## Challenge a:
Write out the brown chestnut records below line for line, with nothing changed.
** begin Source text **
# Mean absolute error of DOS prediction with respect to variation in training set size 

In Part 3, we study how MAE of DOS prediction changes with respect to variation in training set size ([Schutt et al paper](https://journals.aps.org/prb/abstract/10.1103/PhysRevB.89.205118)).

Import packages

In [1]:
%matplotlib inline
import numpy as np
import pandas as pd
import matplotlib.pyplot as plt

from sklearn.utils import shuffle
from sklearn.kernel_ridge import KernelRidge
from sklearn.model_selection import cross_val_score, KFold, train_test_split, ShuffleSplit
from sklearn import metrics

from sklearn.linear_model import LinearRegression

Import featurized data

In [2]:
%%time
data = pd.read_pickle('./schutt_cutoff10_binsize20.pkl')

Drop compounds without DOS value

In [3]:
data = data.dropna(subset=['dos'])
print ("Shape of data: ", data.shape)

Shape of data:  (6174, 12085)


Count sp and spd systems

In [4]:
count = data['max_orbital'].value_counts(sort=True)

Partition compounds into sp and spd systems

In [5]:
data = data.sort_values(by=['max_orbital'])

In [6]:
systems_data = {'sp': data[:count['sp']], 'spd': data[count['sp']:]}

In [7]:
print ("Size of sp systems: ", systems_data['sp'].shape[0])
print ("Size of spd systems: ", systems_data['spd'].shape[0])

Size of sp systems:  423
Size of spd systems:  5751


Specify size of training set

In [8]:
size_sp = [10, 50] + list(np.arange(100, systems_data['sp'].shape[0] - 100, 100))
size_spd = [10, 100, 500] + list(np.arange(1000, systems_data['spd'].shape[0], 1000))

Drop unnecessary columns

In [9]:
systems_data['sp'] = systems_data['sp'].drop(['material_id', 'pretty_formula', 'structure', 'structure_obj',
       'composition_obj', 'max_atom_num', 'max_orbital', 'dos_obj', 'volume'], 1)
systems_data['spd'] = systems_data['spd'].drop(['material_id', 'pretty_formula', 'structure', 'structure_obj',
       'composition_obj', 'max_atom_num', 'max_orbital', 'dos_obj', 'volume'], 1)

Evaluate performance of KRR models with varied training set sizes using ShuffleSplit over 30 iterations.
** end Source text **
** begin Provided records **
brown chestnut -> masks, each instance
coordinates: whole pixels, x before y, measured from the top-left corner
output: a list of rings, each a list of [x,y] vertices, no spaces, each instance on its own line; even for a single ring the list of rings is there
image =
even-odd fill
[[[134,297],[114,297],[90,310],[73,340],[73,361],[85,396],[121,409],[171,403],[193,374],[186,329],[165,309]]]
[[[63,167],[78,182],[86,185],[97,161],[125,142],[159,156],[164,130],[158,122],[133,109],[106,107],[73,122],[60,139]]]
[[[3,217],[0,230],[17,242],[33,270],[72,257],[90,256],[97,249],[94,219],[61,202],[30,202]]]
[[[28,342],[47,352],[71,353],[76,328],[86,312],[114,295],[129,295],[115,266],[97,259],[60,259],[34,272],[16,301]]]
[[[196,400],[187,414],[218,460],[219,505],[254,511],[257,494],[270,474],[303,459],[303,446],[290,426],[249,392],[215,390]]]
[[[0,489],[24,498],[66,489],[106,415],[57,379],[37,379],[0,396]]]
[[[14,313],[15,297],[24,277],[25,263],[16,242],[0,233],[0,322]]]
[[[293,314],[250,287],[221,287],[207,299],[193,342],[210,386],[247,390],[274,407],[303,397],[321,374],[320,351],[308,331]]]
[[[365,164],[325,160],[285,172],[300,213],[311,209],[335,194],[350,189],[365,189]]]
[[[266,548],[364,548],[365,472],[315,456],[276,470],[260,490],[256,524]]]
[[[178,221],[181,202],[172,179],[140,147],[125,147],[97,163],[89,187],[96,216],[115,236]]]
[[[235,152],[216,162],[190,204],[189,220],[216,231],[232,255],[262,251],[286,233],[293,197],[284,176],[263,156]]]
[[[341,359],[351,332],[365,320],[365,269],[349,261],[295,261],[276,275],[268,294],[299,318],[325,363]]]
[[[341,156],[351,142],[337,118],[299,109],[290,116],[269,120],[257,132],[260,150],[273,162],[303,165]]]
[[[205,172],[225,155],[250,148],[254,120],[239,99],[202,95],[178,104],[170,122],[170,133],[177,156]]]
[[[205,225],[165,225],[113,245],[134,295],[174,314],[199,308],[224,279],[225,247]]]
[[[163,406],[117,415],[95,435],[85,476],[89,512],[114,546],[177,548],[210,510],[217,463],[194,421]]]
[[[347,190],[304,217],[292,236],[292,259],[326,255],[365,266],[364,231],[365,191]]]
** end Provided records **
## Challenge b:
Pick up the notebook on DOS prediction error versus training set size after its final sentence and carry it forward.

## Exercise output a:
brown chestnut -> masks, each instance
coordinates: whole pixels, x before y, measured from the top-left corner
output: a list of rings, each a list of [x,y] vertices, no spaces, each instance on its own line; even for a single ring the list of rings is there
image =
even-odd fill
[[[134,297],[114,297],[90,310],[73,340],[73,361],[85,396],[121,409],[171,403],[193,374],[186,329],[165,309]]]
[[[63,167],[78,182],[86,185],[97,161],[125,142],[159,156],[164,130],[158,122],[133,109],[106,107],[73,122],[60,139]]]
[[[3,217],[0,230],[17,242],[33,270],[72,257],[90,256],[97,249],[94,219],[61,202],[30,202]]]
[[[28,342],[47,352],[71,353],[76,328],[86,312],[114,295],[129,295],[115,266],[97,259],[60,259],[34,272],[16,301]]]
[[[196,400],[187,414],[218,460],[219,505],[254,511],[257,494],[270,474],[303,459],[303,446],[290,426],[249,392],[215,390]]]
[[[0,489],[24,498],[66,489],[106,415],[57,379],[37,379],[0,396]]]
[[[14,313],[15,297],[24,277],[25,263],[16,242],[0,233],[0,322]]]
[[[293,314],[250,287],[221,287],[207,299],[193,342],[210,386],[247,390],[274,407],[303,397],[321,374],[320,351],[308,331]]]
[[[365,164],[325,160],[285,172],[300,213],[311,209],[335,194],[350,189],[365,189]]]
[[[266,548],[364,548],[365,472],[315,456],[276,470],[260,490],[256,524]]]
[[[178,221],[181,202],[172,179],[140,147],[125,147],[97,163],[89,187],[96,216],[115,236]]]
[[[235,152],[216,162],[190,204],[189,220],[216,231],[232,255],[262,251],[286,233],[293,197],[284,176],[263,156]]]
[[[341,359],[351,332],[365,320],[365,269],[349,261],[295,261],[276,275],[268,294],[299,318],[325,363]]]
[[[341,156],[351,142],[337,118],[299,109],[290,116],[269,120],[257,132],[260,150],[273,162],[303,165]]]
[[[205,172],[225,155],[250,148],[254,120],[239,99],[202,95],[178,104],[170,122],[170,133],[177,156]]]
[[[205,225],[165,225],[113,245],[134,295],[174,314],[199,308],[224,279],[225,247]]]
[[[163,406],[117,415],[95,435],[85,476],[89,512],[114,546],[177,548],[210,510],[217,463],[194,421]]]
[[[347,190],[304,217],[292,236],[292,259],[326,255],[365,266],[364,231],[365,191]]]

## Exercise output b:
- sp system testing set size: 100 
- spd system testing set size: 500

In [10]:
score_sp = dict.fromkeys(size_sp)
X, Y = systems_data['sp'].drop(['dos'], 1), systems_data['sp']['dos']
for size in size_sp:
    krr = KernelRidge(kernel='laplacian', alpha=0.0001, gamma=5e-5)
    cv = ShuffleSplit(n_splits=30, train_size=size, test_size=100)
    score_sp[size] = cross_val_score(krr, X, Y, cv=cv, scoring='neg_mean_absolute_error')

In [None]:
score_spd = dict.fromkeys(size_spd)
X, Y = systems_data['spd'].drop(['dos'], 1), systems_data['spd']['dos']
for size in size_spd:
    krr = KernelRidge(kernel='laplacian', alpha=1e-5, gamma=5e-5)
    cv = ShuffleSplit(n_splits=30, train_size=size, test_size=500)
    score_spd[size] = cross_val_score(krr, X, Y, cv=cv, scoring='neg_mean_absolute_error')

Compute aggregate statistics

In [None]:
print ("sp system score:")
for size in score_sp:
    print (size, ":", score_sp[size].mean())
print ()
print ("spd system score:")
for size in score_spd:
    print (size, ":", score_spd[size].mean())

Plot predictions

In [None]:
mae_sp = [np.abs(score_sp[size].mean()) for size in score_sp]
mae_spd = [np.abs(score_spd[size].mean()) for size in score_spd]

plt.plot(size_sp, mae_sp, color='r', marker='s', label='sp')
plt.plot(size_spd, mae_spd, color='b', marker='^', label='spd')

plt.xlabel("Size of training set")
plt.ylabel("MAE $(states/eV/A^3)$")

plt.legend()
fig = plt.gcf()
fig.set_size_inches(5,4)